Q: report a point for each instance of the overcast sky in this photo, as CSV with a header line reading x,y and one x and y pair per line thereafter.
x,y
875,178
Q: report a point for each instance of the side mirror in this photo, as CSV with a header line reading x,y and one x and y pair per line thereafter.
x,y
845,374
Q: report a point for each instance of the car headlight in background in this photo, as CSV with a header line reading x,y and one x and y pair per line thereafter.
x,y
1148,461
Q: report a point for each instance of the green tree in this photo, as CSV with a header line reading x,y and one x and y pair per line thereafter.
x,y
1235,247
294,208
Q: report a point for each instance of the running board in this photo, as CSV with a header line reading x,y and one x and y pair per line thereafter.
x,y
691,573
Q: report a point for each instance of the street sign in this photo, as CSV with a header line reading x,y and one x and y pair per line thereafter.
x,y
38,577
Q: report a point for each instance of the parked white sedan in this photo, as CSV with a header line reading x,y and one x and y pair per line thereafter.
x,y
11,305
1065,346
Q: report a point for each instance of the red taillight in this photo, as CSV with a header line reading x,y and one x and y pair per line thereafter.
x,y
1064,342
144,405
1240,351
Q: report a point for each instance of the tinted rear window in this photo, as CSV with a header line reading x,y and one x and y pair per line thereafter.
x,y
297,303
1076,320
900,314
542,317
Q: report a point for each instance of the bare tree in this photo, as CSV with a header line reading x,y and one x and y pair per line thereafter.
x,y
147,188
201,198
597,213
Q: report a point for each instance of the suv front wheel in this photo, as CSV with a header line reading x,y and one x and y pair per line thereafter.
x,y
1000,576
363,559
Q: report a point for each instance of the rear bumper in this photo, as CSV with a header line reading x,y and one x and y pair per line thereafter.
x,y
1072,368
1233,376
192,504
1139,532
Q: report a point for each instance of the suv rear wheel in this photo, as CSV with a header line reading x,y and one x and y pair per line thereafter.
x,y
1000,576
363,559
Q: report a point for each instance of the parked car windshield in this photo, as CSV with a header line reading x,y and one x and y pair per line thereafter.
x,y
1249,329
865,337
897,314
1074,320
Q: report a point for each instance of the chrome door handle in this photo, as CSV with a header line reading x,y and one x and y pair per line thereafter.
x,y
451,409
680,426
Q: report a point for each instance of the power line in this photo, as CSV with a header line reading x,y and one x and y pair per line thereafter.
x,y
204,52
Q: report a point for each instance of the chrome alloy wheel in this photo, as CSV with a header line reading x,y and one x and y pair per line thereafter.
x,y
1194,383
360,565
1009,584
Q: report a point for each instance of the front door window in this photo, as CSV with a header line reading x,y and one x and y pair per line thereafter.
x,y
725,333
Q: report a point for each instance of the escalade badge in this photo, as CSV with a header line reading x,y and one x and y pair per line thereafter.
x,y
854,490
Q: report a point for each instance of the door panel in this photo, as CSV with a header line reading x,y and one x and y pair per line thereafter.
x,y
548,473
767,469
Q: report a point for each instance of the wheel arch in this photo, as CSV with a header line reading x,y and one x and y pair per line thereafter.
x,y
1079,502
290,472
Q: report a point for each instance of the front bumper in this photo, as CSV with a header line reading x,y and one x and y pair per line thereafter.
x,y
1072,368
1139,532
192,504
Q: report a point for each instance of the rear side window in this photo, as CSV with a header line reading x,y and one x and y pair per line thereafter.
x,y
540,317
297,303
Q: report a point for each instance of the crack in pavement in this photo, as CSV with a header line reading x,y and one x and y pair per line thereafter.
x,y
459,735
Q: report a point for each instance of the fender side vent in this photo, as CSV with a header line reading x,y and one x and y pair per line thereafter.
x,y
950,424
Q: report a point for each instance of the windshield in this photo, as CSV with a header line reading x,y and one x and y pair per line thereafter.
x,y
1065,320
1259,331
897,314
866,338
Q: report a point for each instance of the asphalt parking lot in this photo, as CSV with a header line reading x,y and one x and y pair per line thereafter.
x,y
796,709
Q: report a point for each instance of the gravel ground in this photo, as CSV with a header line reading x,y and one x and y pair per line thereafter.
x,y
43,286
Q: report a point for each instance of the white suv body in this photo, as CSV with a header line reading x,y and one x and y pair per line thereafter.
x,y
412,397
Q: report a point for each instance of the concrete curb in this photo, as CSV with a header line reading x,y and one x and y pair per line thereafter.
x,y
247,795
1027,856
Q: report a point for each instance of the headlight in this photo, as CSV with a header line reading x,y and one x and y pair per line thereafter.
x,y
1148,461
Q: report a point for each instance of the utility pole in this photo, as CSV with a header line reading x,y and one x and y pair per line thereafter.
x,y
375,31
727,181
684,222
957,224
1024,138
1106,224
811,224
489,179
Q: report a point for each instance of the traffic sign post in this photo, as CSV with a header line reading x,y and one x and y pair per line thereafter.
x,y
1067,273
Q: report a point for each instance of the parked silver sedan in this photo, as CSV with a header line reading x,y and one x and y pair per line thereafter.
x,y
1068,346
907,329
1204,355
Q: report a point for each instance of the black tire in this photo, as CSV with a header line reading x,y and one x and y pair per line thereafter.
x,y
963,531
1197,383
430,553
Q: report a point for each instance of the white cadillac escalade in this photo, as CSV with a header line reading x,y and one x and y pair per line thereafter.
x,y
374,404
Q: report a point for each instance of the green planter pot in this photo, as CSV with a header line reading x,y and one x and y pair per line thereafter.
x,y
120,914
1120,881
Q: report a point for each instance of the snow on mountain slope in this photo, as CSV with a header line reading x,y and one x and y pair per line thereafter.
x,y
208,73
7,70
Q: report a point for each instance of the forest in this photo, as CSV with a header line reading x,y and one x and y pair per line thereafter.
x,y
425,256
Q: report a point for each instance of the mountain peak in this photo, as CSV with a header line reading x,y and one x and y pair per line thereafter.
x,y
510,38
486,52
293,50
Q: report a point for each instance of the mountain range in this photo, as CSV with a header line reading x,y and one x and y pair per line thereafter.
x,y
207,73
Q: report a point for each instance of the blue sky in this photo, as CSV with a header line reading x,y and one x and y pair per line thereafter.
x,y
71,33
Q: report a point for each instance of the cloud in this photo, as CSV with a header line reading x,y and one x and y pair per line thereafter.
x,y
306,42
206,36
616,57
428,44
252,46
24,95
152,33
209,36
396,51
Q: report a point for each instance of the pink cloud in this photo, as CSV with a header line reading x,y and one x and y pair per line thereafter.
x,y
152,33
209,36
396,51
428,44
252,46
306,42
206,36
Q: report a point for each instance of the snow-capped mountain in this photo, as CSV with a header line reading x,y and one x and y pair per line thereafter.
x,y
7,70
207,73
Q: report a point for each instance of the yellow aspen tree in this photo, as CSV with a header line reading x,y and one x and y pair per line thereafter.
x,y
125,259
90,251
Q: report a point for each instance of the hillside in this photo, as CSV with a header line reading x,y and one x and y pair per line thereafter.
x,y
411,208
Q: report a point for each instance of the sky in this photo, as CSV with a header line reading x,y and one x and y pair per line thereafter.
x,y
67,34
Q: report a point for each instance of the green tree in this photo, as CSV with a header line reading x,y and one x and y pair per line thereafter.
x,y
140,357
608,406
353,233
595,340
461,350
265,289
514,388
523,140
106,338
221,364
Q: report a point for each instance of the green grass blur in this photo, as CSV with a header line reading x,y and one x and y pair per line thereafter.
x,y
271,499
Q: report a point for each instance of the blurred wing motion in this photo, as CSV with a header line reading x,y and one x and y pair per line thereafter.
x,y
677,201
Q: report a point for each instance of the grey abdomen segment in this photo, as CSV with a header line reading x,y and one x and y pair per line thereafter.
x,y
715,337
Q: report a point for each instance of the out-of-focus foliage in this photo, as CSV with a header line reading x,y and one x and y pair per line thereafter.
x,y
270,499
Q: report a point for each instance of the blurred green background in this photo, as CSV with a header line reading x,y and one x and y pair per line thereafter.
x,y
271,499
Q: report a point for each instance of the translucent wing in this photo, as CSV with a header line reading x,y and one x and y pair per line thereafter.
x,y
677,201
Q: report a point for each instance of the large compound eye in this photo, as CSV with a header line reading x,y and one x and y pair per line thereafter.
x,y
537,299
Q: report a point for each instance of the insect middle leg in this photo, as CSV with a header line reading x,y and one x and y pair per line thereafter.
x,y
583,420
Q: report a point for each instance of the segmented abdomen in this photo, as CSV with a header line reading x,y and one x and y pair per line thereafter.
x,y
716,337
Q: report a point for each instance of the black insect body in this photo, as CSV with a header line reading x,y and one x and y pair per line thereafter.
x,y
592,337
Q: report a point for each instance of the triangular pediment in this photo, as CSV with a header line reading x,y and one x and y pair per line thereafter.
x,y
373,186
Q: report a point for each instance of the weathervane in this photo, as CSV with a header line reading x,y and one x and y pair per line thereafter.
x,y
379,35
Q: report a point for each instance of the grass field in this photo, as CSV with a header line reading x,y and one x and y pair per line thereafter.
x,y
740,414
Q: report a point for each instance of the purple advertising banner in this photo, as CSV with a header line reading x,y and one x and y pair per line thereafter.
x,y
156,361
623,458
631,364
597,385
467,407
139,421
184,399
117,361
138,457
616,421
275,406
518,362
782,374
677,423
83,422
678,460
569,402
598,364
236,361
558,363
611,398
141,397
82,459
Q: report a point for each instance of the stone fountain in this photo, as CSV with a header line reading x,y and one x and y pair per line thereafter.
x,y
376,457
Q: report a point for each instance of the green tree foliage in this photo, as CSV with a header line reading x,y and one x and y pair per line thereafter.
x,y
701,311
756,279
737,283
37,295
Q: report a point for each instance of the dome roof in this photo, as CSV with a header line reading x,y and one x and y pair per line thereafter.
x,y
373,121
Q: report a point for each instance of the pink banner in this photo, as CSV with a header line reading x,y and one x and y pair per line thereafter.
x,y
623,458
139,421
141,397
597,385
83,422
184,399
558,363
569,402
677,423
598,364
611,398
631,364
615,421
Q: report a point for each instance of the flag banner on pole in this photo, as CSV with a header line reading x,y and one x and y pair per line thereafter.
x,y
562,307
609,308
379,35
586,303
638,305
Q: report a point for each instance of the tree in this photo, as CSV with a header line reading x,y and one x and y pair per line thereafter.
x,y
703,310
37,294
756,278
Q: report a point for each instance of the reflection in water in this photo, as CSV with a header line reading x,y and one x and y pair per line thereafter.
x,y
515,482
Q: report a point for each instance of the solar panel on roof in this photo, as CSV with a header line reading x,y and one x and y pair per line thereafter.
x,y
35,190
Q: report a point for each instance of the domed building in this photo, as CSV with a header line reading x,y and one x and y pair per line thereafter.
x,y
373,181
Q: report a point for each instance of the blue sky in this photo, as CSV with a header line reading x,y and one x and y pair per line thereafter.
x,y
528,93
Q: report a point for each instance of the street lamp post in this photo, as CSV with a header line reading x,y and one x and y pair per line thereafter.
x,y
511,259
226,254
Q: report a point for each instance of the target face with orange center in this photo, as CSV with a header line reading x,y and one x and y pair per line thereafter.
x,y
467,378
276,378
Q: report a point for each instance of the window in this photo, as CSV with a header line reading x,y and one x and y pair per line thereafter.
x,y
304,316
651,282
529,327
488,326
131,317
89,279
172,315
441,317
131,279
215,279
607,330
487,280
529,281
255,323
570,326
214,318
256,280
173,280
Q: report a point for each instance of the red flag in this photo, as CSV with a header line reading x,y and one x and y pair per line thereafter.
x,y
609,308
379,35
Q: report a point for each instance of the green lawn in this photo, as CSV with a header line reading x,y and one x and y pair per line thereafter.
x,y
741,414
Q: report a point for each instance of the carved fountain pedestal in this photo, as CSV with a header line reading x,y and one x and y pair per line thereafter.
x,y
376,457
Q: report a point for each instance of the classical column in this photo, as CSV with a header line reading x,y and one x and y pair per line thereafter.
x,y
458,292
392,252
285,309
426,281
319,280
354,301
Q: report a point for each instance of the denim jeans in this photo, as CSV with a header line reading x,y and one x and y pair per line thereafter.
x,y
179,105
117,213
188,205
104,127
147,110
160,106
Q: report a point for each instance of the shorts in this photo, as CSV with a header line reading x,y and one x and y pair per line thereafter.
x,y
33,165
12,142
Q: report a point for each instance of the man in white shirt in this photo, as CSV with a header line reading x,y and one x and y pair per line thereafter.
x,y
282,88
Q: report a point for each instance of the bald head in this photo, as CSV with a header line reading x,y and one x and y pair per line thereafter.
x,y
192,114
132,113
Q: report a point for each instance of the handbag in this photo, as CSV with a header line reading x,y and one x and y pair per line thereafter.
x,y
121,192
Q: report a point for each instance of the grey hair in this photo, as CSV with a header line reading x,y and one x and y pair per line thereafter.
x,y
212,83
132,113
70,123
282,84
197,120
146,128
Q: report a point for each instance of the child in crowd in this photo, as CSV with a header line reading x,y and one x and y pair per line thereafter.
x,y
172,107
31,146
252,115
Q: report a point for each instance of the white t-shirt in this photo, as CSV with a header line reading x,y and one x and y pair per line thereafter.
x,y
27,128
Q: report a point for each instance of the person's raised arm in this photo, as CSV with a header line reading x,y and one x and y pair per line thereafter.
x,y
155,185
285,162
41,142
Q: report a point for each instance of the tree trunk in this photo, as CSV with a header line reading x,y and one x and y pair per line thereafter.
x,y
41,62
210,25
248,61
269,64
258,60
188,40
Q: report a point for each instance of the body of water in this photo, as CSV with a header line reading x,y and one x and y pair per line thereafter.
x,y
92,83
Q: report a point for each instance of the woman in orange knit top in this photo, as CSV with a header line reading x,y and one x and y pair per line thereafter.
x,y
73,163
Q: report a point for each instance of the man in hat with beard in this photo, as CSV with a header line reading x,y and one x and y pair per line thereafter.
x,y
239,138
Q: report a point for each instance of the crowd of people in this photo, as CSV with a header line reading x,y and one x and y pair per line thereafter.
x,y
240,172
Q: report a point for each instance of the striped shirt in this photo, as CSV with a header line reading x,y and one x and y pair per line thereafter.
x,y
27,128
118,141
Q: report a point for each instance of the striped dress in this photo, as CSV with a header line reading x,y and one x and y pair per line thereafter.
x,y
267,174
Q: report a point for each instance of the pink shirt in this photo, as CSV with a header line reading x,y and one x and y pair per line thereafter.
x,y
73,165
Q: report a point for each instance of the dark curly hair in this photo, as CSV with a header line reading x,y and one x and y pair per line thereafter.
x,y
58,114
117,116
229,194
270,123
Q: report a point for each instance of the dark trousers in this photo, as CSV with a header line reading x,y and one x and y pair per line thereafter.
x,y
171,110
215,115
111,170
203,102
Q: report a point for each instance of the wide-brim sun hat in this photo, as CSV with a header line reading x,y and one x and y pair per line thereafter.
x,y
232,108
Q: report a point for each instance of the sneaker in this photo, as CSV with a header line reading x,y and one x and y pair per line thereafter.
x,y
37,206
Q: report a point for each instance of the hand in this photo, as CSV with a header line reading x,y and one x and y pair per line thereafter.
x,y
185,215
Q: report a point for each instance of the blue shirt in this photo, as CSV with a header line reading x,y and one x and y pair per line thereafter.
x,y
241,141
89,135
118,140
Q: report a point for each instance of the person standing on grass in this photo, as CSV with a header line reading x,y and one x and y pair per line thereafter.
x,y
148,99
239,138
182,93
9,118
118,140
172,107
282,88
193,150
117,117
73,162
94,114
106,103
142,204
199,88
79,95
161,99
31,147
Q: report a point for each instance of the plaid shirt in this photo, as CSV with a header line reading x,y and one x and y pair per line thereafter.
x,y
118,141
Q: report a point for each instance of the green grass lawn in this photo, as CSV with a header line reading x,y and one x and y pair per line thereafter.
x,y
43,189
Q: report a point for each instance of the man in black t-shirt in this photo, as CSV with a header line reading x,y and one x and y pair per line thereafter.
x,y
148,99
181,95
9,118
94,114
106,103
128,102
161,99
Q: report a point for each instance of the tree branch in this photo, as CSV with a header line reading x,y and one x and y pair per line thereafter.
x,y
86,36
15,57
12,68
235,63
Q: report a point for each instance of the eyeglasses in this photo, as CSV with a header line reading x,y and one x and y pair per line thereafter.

What the task asks:
What you give back should be exactly the lines of the entries above from the one containing "Q: report a point for each instance of the tree branch" to the end, and nothing more.

Finished exercise:
Q: report a point for each instance of the tree branch in this photo, as CSV with a header line reading x,y and one x and y pair per line thereafter.
x,y
86,36
15,57
12,68
235,63
Q: report a point for each instance of the eyeglasses in this photo, as CSV with a header line reading x,y and one x and y pair per line thereafter.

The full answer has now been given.